■ **Exercise**:
Do any lines in the data below contain "jagged"? If so, copy every one of them.

■ **Extracted information**:
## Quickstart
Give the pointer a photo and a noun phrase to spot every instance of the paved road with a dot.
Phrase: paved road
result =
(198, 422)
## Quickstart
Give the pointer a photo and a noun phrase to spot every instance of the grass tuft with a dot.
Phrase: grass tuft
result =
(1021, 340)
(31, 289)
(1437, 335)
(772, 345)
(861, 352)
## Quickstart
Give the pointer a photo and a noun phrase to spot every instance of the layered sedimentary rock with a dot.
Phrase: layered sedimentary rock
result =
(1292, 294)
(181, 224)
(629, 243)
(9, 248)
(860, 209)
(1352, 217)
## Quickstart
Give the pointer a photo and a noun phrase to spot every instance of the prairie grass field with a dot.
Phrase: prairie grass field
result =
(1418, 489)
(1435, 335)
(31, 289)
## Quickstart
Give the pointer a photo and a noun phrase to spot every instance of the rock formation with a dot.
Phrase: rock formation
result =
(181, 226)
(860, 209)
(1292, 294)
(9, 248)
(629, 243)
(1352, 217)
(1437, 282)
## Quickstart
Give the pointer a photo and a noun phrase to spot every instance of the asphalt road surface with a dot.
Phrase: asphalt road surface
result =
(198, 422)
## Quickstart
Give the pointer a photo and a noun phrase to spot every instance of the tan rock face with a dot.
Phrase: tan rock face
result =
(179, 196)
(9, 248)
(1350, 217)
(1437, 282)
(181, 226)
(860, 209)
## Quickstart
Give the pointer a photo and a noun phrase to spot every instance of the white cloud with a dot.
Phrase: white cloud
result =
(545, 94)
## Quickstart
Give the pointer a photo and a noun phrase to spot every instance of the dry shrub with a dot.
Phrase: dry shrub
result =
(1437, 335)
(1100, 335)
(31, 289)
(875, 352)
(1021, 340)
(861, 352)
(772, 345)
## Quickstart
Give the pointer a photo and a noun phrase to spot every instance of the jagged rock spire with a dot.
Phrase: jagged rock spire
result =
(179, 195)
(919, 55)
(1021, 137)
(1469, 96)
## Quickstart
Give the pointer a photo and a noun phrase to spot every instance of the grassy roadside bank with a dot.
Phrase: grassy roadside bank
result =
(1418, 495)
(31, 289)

■ **Output of the task**:
Give the pointer a photo and a noun phrase to spot every instance of the jagged rock spire with a dot.
Phrase: jagged rock spire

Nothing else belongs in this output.